Pointing records:

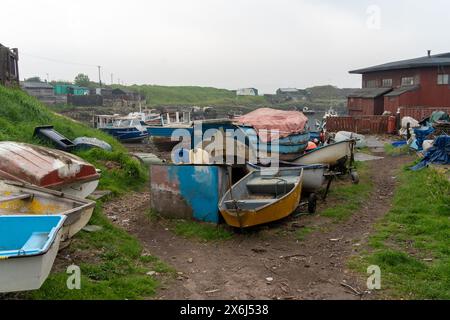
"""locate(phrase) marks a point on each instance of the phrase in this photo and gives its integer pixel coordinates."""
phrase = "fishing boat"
(332, 154)
(287, 149)
(18, 198)
(47, 168)
(28, 248)
(124, 129)
(259, 199)
(314, 176)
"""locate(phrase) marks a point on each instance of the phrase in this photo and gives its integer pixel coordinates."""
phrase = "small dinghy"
(314, 176)
(28, 248)
(47, 168)
(259, 198)
(19, 199)
(331, 154)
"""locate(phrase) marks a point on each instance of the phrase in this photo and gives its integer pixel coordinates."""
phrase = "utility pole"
(99, 76)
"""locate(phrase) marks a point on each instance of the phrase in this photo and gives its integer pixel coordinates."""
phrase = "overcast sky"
(230, 44)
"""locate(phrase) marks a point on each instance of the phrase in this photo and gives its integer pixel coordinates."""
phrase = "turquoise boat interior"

## Problem statement
Output each line exactly; omit every picture.

## Output of the task
"""locate(phrase) marks a point on each instance of the phrase in this photo and gives its integer pixel coordinates."""
phrase = "fishing boat"
(332, 154)
(287, 149)
(18, 198)
(47, 168)
(28, 248)
(124, 129)
(259, 199)
(314, 176)
"""locate(phrase) marks a point on each instance of the phrase in this photo and gives its integer pixel coordinates."""
phrase = "small dinghy"
(314, 176)
(28, 248)
(47, 168)
(259, 198)
(19, 199)
(331, 154)
"""locate(phrase) marks a point on each instance of the phrase in this photo and gives its integer pixel coordinates."""
phrase = "utility pole"
(99, 76)
"""locate(phrase) marks a point on each instance of the phrase in this photo and gives its integer pixel coordinates."""
phrase = "overcast sky"
(230, 44)
"""locate(phrase) marks a point on each instance of the phrase in this photo and gives its integer pixel coordinates."""
phrase = "turquoise boat interior"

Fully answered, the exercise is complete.